## RECORDS SUPPLIED
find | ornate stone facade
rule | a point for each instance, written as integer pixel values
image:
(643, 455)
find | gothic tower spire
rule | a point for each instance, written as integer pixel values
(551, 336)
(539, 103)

## STATED PROBLEM
Take the data from the line with "find | gothic tower spire" through the final line, and give those lines again with "instance" replaced by "occurrence" and nothing else changed.

## SOLUTION TO THIS PROBLEM
find | gothic tower spire
rule | a point for each occurrence, written as integer pixel values
(551, 336)
(539, 103)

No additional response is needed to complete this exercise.